After graduation he worked for Bear Stearns, and was mentored in the investment philosophy. After a while he and a colleague left the organization and started their own fund in Santa Monica, which they ran for a number of years.

‘We had our own broker-dealer, I was the head trader and assistant portfolio manager,’ Jesse recalls. ‘I had several other hedge funds that were calling and processing their trades through me, so I was in touch with a lot of prop traders at other funds.

‘It was trial by fire, working 16-hour days, and if I wasn’t trading like a madman I was trying to do research and investigating opportunities of my own.’

From Running a Fund to Research and Writing

After doing this for a number of years, he quit the hedge fund in March 2000 at the peak of the dotcom boom and moved to Bend, Oregon, where he has lived for almost 20 years. He managed his own money and, around a decade ago, started writing about markets. Using his English major skills, the research and writing side of the equation has become his passion.

Being around throughout the 2000 dotcom bubble was an experience. ‘It was crazy to watch that bubble develop in real time and basically be running a trading desk through that time,’ he says.
- - -
Problem set:
1. Can you copy out the passage about Jesse's trading career from "After doing this" to "become his passion."?
2. Could you keep writing the passage about Jesse's trading career, picking up after its final sentence?

Information provided:
- - -
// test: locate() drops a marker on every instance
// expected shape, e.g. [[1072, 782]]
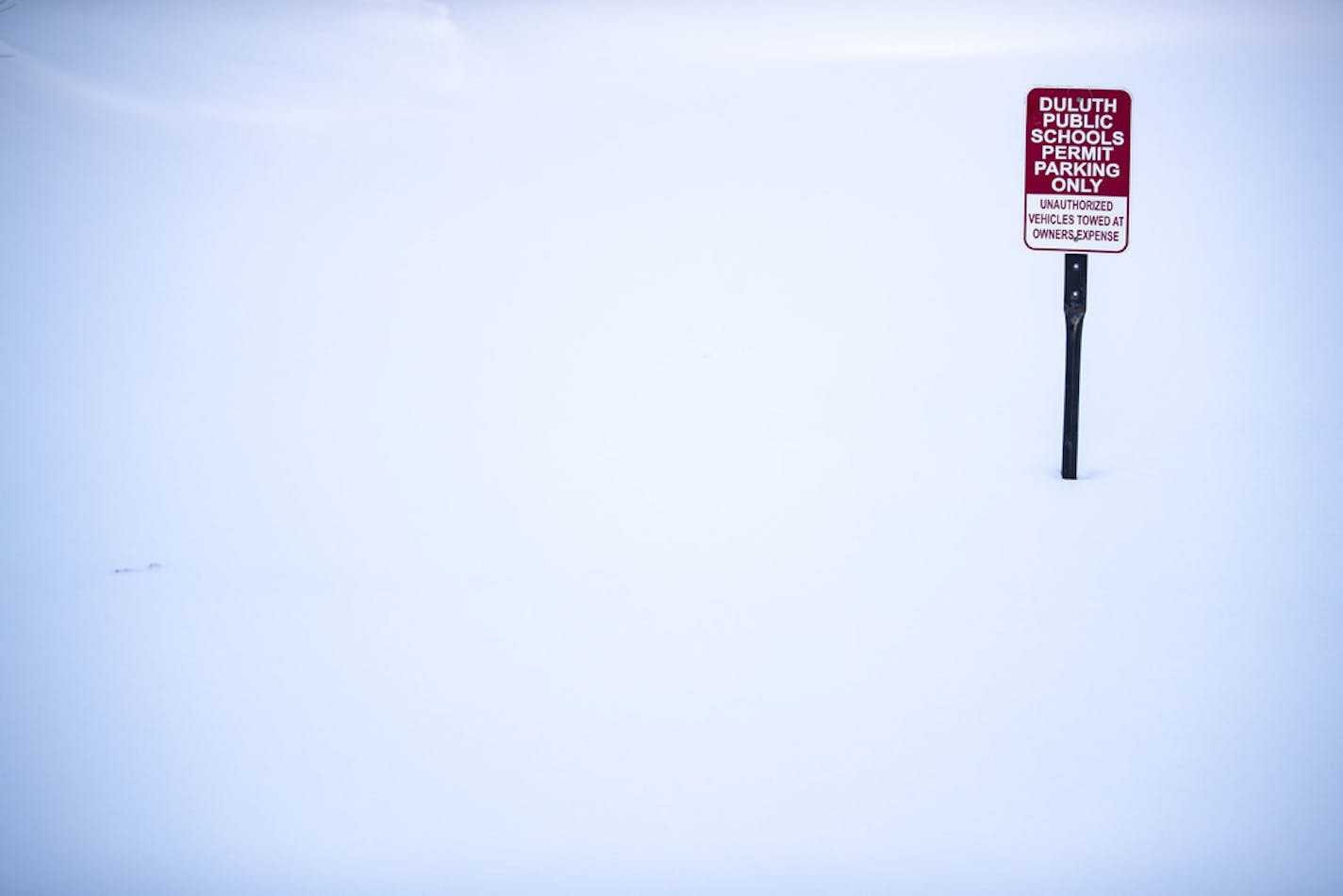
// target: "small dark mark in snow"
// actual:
- - -
Responses in order:
1.
After doing this for a number of years, he quit the hedge fund in March 2000 at the peak of the dotcom boom and moved to Bend, Oregon, where he has lived for almost 20 years. He managed his own money and, around a decade ago, started writing about markets. Using his English major skills, the research and writing side of the equation has become his passion.

2.
Jesse Feldman

He had retail as well as institutional clients trading through his service at the time. ‘I remember one guy was a stuntman in Hollywood who made a bunch of money and I watched him quintuple his portfolio in 18 months trading dotcom stuff. It was astounding.’

While we don’t have that euphoria today, Jesse argues that passive investing has become a mania of its own. ‘People are embracing this idea that it doesn’t matter the price you pay, just pour your money into the stock market, then generate historically average returns no matter what. It’s just irrational. There’s still euphoria; its just different to what it was.’

Another parallel is USD peaking and rolling over in the early 2000s, with gold being out of favour due to financial assets being the order of the day. ‘Today we’re seeing a similar dynamic; financial assets have been so popular for this cycle, and major commodities, in particular gold, have been left for dead.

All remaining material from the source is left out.